→ **Doel 1**: Binnen welke afstand garandeert de regering volgens de tekst over De Lijn iedere eigenaar van een elektrische wagen een laadpaal?
→ **Doel 2**: Voor welke groepen of domeinen noemt de tekst over De Lijn wachtlijsten? Noem ze allemaal.
→ **Doel 3**: Geef uit de tekst over De Lijn letterlijk het stuk weer van "De Lijn benaderen" tot en met "op 750 meter.".

Als ‘de markt’ bepaalt waar er nog openbaar vervoer rijdt en waar niet meer, dan heb je het feitelijk al geprivatiseerd. Neoliberale stemmen mogen dan wel te pas en te onpas roepen om een kerntakendebat, zodra het begint, smoren ze het in de kiem. Voor zover al erkend wordt dat openbaar vervoer een sociale rol heeft, mag de vervulling ervan geen geld kosten. “De Lijn moet efficiënter werken”, klinkt het dan. Maar je kunt zo efficiënt worden dat alle buffers weg zijn en er alleen nog fragiliteit overblijft. Zo moest De Lijn de laatste jaren ‘rekenen’ op stakingsdagen om de eindjes aan elkaar te kunnen knopen. Welk soort efficiëntie wordt dan bedoeld? Het debat wordt er niet makkelijker op als minister van Mobiliteit Lydia Peeters (Open VLD) de directeur-generaal van De Lijn de mond snoert met het weinig inhoudelijke argument “te stoppen met klagen en zagen”.

Het resultaat is een polarisatie tussen stad en platteland en een verdeel-en-heerspolitiek waarbij gemeenten en reizigers tegen elkaar worden uitgespeeld. Zonder extra middelen zullen de gaten worden gevuld door elders (opnieuw) gaten te maken. Elke aanpassing wordt dan wat de Duitsers een ‘Schlimmbesserung’ noemen: een verbetering die uitdraait op een verslechtering. Zoals in veel domeinen – zie de wachtlijsten voor sociale huisvesting, jeugdzorg, geestelijke gezondheidszorg, personen met een handicap, maar ook de bouwshift – lijkt de Vlaamse regering ook hier weinig consistent met haar jongste slogan. ‘Zie ons doen’ is in de praktijk eerder ‘zie ons niet doen’. Daar zal geen nieuwe app iets aan verhelpen.

De Lijn benaderen als een bedrijf dat bedrijfseconomisch moet worden gemanaged, betekent ook blind blijven voor sociale baten, voor niet-geïnternaliseerde kosten en voor een verkokerde visie die abstractie maakt van de beleidskeuzes elders. Met geld voor elektrische auto’s, laadpalen en salariswagens organiseren we zelf de concurrentie voor het openbaar vervoer – en verwonderen ons nadien over de kostprijs ervan. Let er eens op: gaat het over geld voor auto-infrastructuur, dan spreken we van ‘investeringen’. Gaat het over geld voor openbaar vervoer, dan hebben we het over ‘subsidies’. We meten wel vaker met twee maten. Zo garandeert de regering iedere eigenaar van een elektrische wagen een laadpaal op maximaal 250 meter. De openbaar vervoer-gebruiker mag blij zijn als er een sporadisch bediende halte is op 750 meter.

→ **Opgeslagen regels**:
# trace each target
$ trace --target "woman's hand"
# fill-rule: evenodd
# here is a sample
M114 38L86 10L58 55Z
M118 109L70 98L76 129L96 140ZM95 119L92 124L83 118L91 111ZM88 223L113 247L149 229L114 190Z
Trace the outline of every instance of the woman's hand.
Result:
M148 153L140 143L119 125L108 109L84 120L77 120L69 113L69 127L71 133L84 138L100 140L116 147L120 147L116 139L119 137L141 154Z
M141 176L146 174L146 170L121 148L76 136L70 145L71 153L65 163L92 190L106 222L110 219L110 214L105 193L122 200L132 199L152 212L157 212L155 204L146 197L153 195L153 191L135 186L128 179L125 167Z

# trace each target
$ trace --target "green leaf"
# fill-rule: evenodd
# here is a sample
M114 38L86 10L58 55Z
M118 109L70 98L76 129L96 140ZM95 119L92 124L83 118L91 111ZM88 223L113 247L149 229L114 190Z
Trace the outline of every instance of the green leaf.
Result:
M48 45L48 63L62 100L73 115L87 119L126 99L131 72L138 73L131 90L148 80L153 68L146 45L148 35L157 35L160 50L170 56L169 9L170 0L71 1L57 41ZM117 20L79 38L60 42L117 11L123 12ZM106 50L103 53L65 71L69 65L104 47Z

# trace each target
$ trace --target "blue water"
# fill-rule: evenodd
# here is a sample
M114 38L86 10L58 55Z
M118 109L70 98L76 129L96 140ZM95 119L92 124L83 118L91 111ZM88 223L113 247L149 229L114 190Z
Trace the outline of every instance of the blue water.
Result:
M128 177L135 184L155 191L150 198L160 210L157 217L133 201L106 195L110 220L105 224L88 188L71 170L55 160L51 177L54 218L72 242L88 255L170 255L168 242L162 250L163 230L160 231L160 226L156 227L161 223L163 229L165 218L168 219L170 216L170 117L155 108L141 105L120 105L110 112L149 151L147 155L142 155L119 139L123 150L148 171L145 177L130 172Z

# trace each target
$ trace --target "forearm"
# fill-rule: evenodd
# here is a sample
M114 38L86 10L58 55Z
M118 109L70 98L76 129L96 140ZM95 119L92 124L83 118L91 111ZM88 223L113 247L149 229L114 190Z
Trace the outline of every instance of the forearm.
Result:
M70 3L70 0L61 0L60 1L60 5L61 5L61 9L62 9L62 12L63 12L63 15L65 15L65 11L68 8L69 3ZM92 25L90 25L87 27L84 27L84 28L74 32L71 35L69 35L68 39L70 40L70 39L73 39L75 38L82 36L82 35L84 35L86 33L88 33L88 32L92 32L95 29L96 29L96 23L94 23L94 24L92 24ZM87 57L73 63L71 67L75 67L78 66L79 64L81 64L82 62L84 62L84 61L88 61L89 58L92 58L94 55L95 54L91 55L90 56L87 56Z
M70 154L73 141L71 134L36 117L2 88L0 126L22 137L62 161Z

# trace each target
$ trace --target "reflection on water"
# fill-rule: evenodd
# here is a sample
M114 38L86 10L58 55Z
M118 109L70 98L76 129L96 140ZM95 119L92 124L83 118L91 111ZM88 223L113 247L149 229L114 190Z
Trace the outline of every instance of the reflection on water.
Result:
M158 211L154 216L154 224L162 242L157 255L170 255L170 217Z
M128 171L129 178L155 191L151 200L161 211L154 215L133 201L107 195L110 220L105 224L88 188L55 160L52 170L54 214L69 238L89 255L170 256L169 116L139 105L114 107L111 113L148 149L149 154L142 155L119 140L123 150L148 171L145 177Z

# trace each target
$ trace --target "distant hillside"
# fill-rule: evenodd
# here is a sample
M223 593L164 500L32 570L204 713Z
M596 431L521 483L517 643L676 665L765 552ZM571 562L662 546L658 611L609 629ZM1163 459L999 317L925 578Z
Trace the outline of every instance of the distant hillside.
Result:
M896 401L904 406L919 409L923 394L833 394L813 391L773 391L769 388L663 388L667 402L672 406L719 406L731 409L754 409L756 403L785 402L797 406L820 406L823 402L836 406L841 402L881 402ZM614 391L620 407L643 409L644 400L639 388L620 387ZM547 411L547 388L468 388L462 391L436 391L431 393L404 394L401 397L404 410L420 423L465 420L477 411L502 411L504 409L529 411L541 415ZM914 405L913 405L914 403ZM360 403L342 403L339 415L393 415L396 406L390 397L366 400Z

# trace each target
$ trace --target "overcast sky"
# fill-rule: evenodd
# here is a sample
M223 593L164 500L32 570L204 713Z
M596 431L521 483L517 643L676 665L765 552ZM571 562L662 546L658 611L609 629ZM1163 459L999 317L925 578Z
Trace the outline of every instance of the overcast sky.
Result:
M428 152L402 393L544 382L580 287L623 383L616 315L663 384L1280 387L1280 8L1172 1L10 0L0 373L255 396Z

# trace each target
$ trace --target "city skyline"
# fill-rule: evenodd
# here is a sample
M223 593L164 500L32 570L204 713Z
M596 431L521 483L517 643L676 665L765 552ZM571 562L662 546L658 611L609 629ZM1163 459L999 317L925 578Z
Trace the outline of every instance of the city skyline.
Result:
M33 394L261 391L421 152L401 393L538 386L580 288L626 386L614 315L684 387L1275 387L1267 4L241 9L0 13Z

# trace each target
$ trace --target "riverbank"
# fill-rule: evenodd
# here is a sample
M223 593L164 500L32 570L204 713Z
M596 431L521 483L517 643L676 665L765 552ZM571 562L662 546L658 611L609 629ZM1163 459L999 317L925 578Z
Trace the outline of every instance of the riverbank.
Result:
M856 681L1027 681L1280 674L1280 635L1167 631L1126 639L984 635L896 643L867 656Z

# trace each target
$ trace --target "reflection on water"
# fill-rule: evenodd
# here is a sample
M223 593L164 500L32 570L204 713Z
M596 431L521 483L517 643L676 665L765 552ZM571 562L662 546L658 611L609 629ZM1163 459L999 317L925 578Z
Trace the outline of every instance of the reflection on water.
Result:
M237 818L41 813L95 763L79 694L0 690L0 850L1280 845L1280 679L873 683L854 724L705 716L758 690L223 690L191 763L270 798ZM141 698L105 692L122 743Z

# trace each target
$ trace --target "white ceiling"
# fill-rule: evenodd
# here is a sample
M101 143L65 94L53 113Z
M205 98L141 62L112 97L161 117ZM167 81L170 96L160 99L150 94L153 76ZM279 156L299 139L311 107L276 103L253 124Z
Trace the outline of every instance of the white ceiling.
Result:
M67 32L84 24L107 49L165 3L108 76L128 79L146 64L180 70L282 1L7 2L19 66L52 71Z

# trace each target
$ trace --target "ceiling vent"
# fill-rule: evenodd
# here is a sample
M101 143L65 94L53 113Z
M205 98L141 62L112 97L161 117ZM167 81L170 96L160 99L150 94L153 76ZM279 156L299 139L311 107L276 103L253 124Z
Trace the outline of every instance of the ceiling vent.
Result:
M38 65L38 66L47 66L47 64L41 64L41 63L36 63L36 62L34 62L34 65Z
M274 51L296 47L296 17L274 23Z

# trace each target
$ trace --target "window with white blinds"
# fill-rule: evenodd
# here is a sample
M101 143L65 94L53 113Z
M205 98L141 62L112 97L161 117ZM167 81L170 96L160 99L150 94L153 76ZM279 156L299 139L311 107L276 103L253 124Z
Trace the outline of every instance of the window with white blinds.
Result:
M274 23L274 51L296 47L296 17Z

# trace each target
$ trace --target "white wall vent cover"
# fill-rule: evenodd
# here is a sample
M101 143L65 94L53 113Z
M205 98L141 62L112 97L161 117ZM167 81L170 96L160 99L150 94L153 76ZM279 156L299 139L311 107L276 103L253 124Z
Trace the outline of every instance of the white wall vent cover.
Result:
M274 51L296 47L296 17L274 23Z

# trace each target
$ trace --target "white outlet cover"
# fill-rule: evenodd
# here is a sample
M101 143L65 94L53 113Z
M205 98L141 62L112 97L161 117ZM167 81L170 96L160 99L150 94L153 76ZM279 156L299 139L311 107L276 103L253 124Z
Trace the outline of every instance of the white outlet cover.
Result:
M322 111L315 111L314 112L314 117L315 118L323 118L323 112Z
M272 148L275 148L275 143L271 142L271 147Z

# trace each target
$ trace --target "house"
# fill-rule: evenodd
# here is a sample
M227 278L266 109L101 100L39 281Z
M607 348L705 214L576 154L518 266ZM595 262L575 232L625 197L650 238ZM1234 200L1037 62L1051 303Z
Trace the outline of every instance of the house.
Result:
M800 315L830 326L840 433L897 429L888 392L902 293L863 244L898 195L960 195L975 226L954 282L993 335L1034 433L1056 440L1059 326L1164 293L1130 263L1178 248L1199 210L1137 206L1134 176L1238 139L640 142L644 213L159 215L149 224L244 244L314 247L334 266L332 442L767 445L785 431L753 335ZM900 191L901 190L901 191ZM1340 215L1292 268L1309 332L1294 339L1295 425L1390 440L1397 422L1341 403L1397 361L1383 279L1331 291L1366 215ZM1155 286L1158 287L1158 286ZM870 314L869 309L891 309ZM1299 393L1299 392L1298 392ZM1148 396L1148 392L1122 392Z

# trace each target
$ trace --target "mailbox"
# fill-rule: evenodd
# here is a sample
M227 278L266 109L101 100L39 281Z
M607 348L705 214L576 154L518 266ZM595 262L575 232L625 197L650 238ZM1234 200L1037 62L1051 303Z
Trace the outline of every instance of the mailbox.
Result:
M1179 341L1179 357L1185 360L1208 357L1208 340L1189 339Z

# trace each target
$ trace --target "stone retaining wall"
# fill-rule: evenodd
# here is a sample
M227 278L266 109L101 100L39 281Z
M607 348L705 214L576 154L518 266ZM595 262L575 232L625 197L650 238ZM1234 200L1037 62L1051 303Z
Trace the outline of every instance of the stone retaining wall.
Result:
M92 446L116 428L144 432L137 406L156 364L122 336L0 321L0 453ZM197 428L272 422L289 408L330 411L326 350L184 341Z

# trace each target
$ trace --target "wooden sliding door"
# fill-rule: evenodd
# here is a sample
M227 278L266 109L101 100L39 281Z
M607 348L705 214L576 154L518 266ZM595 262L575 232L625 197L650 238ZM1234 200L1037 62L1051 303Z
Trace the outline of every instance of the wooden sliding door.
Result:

→ **Juist antwoord 1**: Op maximaal 250 meter.

→ **Juist antwoord 2**:
- sociale huisvesting
- jeugdzorg
- geestelijke gezondheidszorg
- personen met een handicap

→ **Juist antwoord 3**:
De Lijn benaderen als een bedrijf dat bedrijfseconomisch moet worden gemanaged, betekent ook blind blijven voor sociale baten, voor niet-geïnternaliseerde kosten en voor een verkokerde visie die abstractie maakt van de beleidskeuzes elders. Met geld voor elektrische auto’s, laadpalen en salariswagens organiseren we zelf de concurrentie voor het openbaar vervoer – en verwonderen ons nadien over de kostprijs ervan. Let er eens op: gaat het over geld voor auto-infrastructuur, dan spreken we van ‘investeringen’. Gaat het over geld voor openbaar vervoer, dan hebben we het over ‘subsidies’. We meten wel vaker met twee maten. Zo garandeert de regering iedere eigenaar van een elektrische wagen een laadpaal op maximaal 250 meter. De openbaar vervoer-gebruiker mag blij zijn als er een sporadisch bediende halte is op 750 meter.